The need for federal aid to southern organization efforts

Perkel describes the role of southern state governments in attracting low-wage, non-union industries to the region. He believes that workers need to look to the federal government for help, but that they have little hope for help from Ronald Reagan.

Citing this Excerpt

Oral History Interview with George Perkel, May 27, 1986. Interview H-0281. Southern Oral History Program Collection (#4007) in the Southern Oral History Program Collection, Southern Historical Collection, Wilson Library, University of North Carolina at Chapel Hill.

Full Text of the Excerpt

PATRICIA RAUB:
There's also the role of the state, too, isn't there, in sort of really encouraging non-unionized, low-wage industries into the South, and discouraging industries that already have unions from entering the area?
GEORGE PERKEL:
Yes, the state has certainly been an ally in the South to the textile employers. You probably have seen the studies that were done eight or ten years ago on the fact that the higher-wage industries are not encouraged to locate in North Carolina, but the low-wage industries are. As a deliberate response to the textile employers' fears that higher-wage industries would endanger the protective status of the labor market.
PATRICIA RAUB:
That does seem to be softening some recently.
GEORGE PERKEL:
Yes, well, I suspect—I haven't studied it recently, but I suspect that it's just like something being inundated by bigger development, the whole industrial development process being such that there's only so long that you can hold technology back through such means as encouraging particular employers to come in. It's the same thing we face as union representatives. We know that textile workers might, in the short run, be benefitted if we were to prevent employers from bringing in new machinery that operates faster and displaces workers. And so there has been some tendency, certainly in earlier years, to fight employer speed-ups and new machinery. But we learned early on that the long run doesn't take so long to happen, and that if you keep trying to fight progress, you're going to pay a heavy price. You can't really protect yourself that way. So you do have to move with the times.
PATRICIA RAUB:
How do you protect yourself in that kind of situation?
GEORGE PERKEL:
Well, there is no good answer to that question. Ultimately, it comes to you have to move on a national basis to move politically to improve the government's economic role. You can't keep people from becoming unemployed because of new technology. But you can have government programs to stimulate new jobs and to train people and, if necessary, provide temporary employment for people.

◆ ◆ ◆ ◆

INSTRUCTION 1:
Please rewrite Perkel's answer in the interview excerpt that begins "Yes, the state has certainly been an ally" as a short bulleted list that keeps its main facts.
INSTRUCTION 2:
Summarize the interview excerpt in two sentences.
INSTRUCTION 3:
Carry on the interview excerpt about federal aid to southern organizing, starting after its last sentence.

DATA BLOCK:
◆ ◆ ◆ ◆

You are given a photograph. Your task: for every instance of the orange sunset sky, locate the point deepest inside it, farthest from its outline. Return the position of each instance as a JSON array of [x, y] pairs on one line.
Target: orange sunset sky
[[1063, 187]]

◆ ◆ ◆ ◆

EXPECTED ANSWER 1:
- In the South, the state has been an ally to textile employers.
- Studies done eight or ten years earlier showed that North Carolina encouraged low-wage industries, not higher-wage ones, to locate there.
- This was a deliberate response to textile employers' fears that higher-wage industries would endanger the protective status of the labor market.

EXPECTED ANSWER 2:
In a May 27, 1986 interview with Patricia Raub, George Perkel says southern state governments such as North Carolina's have sided with textile employers by encouraging low-wage industries rather than higher-wage ones, though he suspects broader industrial development limits how long that can last. He argues that workers cannot protect themselves by fighting new technology and must instead push on a national basis for government programs that create jobs, train people, and, if needed, provide temporary employment.

EXPECTED ANSWER 3:
PATRICIA RAUB:
That's an idea which may not come any time soon.
GEORGE PERKEL:
No, the time period is one of retrogression. We're in a period where there are no answers in terms of the short run because the people who control the government are not receptive. They're doing all right, and it doesn't bother them that a lot of people aren't doing all right. President Reagan probably believes that people who don't have enough food are ignorant of how they can get it. He may believe it, or if he doesn't believe it, it's still acceptable to him and to the people who are dominant in our times. They feel that it's the basic proposition of Adam Smith and the free market will take care of everything. So, to talk of what the government now will do is sort of wasteful because the government now will do nothing. The only hope is to change the people who are in the government.
PATRICIA RAUB:
Well, I agree with you. Do you think that there may, even in the somewhat near future, be any more programs to try to help displaced workers, just in terms of retraining programs? I don't think that's probably going to be the answer, but it might help some.
GEORGE PERKEL:
I don't see any immediate prospect for government intervention in the economic process as needed to protect those who are injured by the economic process. I don't see any immediate prospect. Of course, a person like Mario Cuomo or a member of the more liberal sector of the national Democratic party might conceivably be willing to change the direction of government policy, but that's the only hope that I can see.